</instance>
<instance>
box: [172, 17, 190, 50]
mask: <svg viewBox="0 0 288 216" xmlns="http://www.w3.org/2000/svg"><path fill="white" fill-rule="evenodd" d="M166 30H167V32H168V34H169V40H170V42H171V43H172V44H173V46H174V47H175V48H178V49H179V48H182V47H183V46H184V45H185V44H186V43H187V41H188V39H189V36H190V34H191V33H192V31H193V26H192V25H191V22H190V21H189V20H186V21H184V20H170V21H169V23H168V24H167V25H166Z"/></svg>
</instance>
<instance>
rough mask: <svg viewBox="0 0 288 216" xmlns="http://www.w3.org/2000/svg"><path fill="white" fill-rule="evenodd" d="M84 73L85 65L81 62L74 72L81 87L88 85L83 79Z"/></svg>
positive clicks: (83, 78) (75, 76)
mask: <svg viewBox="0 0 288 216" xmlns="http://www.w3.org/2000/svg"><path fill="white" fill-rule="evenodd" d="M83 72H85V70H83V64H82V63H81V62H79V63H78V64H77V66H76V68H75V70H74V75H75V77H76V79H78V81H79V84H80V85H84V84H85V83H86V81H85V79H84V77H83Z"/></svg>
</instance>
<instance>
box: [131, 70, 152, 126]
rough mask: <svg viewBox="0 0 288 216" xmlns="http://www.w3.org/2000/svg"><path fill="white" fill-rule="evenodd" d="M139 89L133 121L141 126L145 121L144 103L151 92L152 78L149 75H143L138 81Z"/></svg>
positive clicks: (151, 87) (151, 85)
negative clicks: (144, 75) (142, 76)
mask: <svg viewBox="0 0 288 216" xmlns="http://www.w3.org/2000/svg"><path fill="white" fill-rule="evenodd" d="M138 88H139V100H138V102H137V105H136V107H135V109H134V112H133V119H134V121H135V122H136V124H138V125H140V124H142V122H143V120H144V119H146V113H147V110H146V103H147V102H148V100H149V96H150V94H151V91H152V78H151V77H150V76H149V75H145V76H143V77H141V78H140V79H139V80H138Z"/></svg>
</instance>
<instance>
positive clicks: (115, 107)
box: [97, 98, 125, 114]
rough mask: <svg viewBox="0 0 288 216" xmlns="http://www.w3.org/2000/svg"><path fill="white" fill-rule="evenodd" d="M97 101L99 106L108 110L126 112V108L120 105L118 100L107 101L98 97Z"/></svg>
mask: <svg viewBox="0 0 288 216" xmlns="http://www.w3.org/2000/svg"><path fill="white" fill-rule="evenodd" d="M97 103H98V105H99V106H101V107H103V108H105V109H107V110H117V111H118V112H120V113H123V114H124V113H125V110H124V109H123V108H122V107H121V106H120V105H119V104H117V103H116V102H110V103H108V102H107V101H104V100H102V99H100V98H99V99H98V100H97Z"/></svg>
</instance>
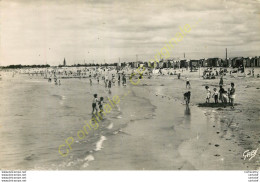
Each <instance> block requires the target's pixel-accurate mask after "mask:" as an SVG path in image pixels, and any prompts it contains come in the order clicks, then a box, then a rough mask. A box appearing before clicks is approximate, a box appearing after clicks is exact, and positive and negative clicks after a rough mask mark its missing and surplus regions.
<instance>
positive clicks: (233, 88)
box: [230, 82, 236, 108]
mask: <svg viewBox="0 0 260 182" xmlns="http://www.w3.org/2000/svg"><path fill="white" fill-rule="evenodd" d="M235 92H236V90H235V84H234V83H233V82H232V83H231V89H230V99H231V106H232V108H234V101H235V97H236V95H235Z"/></svg>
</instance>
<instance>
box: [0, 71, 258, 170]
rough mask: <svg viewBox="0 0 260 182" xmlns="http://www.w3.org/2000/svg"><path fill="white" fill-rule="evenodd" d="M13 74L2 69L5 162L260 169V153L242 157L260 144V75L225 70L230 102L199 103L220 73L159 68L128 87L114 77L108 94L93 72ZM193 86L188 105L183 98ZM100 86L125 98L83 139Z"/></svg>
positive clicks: (16, 163)
mask: <svg viewBox="0 0 260 182" xmlns="http://www.w3.org/2000/svg"><path fill="white" fill-rule="evenodd" d="M257 72H259V70H256V74H257ZM11 75H12V74H11V73H8V72H6V73H2V77H3V79H2V80H1V84H0V87H1V94H0V97H1V102H0V104H1V107H0V108H1V110H0V119H1V120H0V141H1V142H0V145H1V148H2V150H1V151H0V169H31V170H37V169H42V170H57V169H58V170H114V169H115V170H247V169H250V170H253V169H259V162H260V157H259V156H260V153H257V154H256V156H255V157H254V158H253V159H252V160H250V161H249V160H248V159H246V160H244V157H243V153H244V151H246V150H250V151H251V150H255V149H257V148H258V147H259V145H260V140H259V136H260V132H259V127H260V122H259V108H260V107H259V102H258V101H257V98H258V94H259V90H258V89H259V88H260V83H259V78H252V77H238V76H236V75H235V76H232V77H230V76H229V75H227V76H225V77H224V85H225V88H226V89H227V88H229V85H230V83H231V82H234V83H235V85H236V95H237V97H236V100H235V103H237V105H236V106H235V108H234V109H232V108H231V107H230V106H227V107H225V108H224V107H213V108H212V107H198V105H199V104H201V103H204V102H205V96H206V91H205V88H204V87H205V85H208V86H209V87H210V88H211V89H213V88H214V87H217V86H218V82H219V79H214V80H204V79H202V78H201V77H199V73H198V72H192V73H191V72H189V71H186V70H185V71H184V72H182V76H181V79H177V76H176V75H161V76H158V75H153V76H152V78H151V79H148V78H147V77H144V78H143V79H142V80H141V81H140V84H138V85H136V86H135V85H132V84H131V83H130V82H129V80H128V79H127V86H122V85H120V86H118V85H117V83H116V84H115V86H112V88H111V93H110V94H109V92H108V90H107V89H106V88H105V87H104V82H103V81H100V83H99V84H98V83H97V81H96V80H93V84H92V86H91V85H90V84H89V80H88V79H61V85H60V86H57V85H54V83H53V82H52V83H48V82H47V80H46V79H43V78H42V77H41V76H30V77H29V76H28V75H25V74H17V75H16V76H15V77H12V76H11ZM185 77H188V78H189V79H190V82H191V89H186V88H185V82H186V81H185ZM75 88H77V89H75ZM187 90H190V91H191V104H190V106H189V107H186V105H185V104H184V101H183V93H184V92H186V91H187ZM94 93H97V94H98V96H103V97H104V98H105V102H107V103H108V102H109V101H108V98H112V97H113V96H115V95H116V96H118V97H119V98H120V103H119V104H118V105H117V106H116V107H115V108H113V109H112V111H111V112H110V113H109V114H107V115H106V116H105V117H104V120H102V121H101V122H99V127H98V128H97V129H96V130H94V129H93V130H91V132H90V133H89V134H88V135H87V136H86V137H85V138H84V139H83V140H80V139H78V137H77V131H79V130H80V129H81V128H82V127H83V126H84V121H85V120H89V119H91V117H92V115H91V101H92V98H93V94H94ZM211 102H213V99H211ZM68 137H73V138H74V139H75V141H74V143H73V145H72V150H70V152H69V154H68V155H67V156H66V157H62V156H61V155H60V154H59V151H58V148H59V145H61V144H63V143H65V140H66V139H67V138H68Z"/></svg>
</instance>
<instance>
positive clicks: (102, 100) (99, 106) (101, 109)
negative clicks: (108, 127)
mask: <svg viewBox="0 0 260 182" xmlns="http://www.w3.org/2000/svg"><path fill="white" fill-rule="evenodd" d="M103 103H104V98H103V97H100V100H99V102H98V106H99V111H103Z"/></svg>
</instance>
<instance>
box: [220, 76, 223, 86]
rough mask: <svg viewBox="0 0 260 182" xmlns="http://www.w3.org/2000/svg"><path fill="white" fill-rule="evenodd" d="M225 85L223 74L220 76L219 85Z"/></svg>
mask: <svg viewBox="0 0 260 182" xmlns="http://www.w3.org/2000/svg"><path fill="white" fill-rule="evenodd" d="M222 85H223V76H221V77H220V80H219V86H222Z"/></svg>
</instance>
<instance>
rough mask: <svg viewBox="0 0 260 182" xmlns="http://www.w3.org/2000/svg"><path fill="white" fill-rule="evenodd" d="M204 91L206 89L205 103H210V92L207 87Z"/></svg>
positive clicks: (208, 87)
mask: <svg viewBox="0 0 260 182" xmlns="http://www.w3.org/2000/svg"><path fill="white" fill-rule="evenodd" d="M205 89H206V91H207V95H206V103H209V101H210V96H211V91H210V89H209V87H208V86H205Z"/></svg>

EXERCISE DESCRIPTION: Extract every line of the records above that contains the string "rough".

WRITTEN SOLUTION:
rough mask: <svg viewBox="0 0 288 216" xmlns="http://www.w3.org/2000/svg"><path fill="white" fill-rule="evenodd" d="M84 73L85 65L81 62L74 72L81 87L88 85L83 79Z"/></svg>
rough mask: <svg viewBox="0 0 288 216" xmlns="http://www.w3.org/2000/svg"><path fill="white" fill-rule="evenodd" d="M139 89L133 121L141 126L145 121L144 103L151 92L152 78L149 75H143L138 81Z"/></svg>
rough mask: <svg viewBox="0 0 288 216" xmlns="http://www.w3.org/2000/svg"><path fill="white" fill-rule="evenodd" d="M97 101L99 106L108 110L126 112V108L120 105L118 100L107 101L98 97Z"/></svg>
Each <instance> block requires the target's pixel-accurate mask after "mask:" as an SVG path in image pixels, and any prompts it contains come in the order clicks, then a box, then a rough mask. A box appearing before clicks is approximate, a box appearing after clicks is exact, and positive and negative clicks after a rough mask mark its missing and surplus regions.
rough mask: <svg viewBox="0 0 260 182" xmlns="http://www.w3.org/2000/svg"><path fill="white" fill-rule="evenodd" d="M13 74L2 69L5 162L260 169V153L242 157L260 144V75L225 70L230 102L199 103L220 73L159 68L128 87L114 77L108 94L93 72ZM193 86L188 105L183 98ZM100 86L125 98L83 139Z"/></svg>
rough mask: <svg viewBox="0 0 260 182" xmlns="http://www.w3.org/2000/svg"><path fill="white" fill-rule="evenodd" d="M225 85L223 74L220 76L219 85Z"/></svg>
rough mask: <svg viewBox="0 0 260 182" xmlns="http://www.w3.org/2000/svg"><path fill="white" fill-rule="evenodd" d="M204 91L206 89L205 103H210V92L207 87Z"/></svg>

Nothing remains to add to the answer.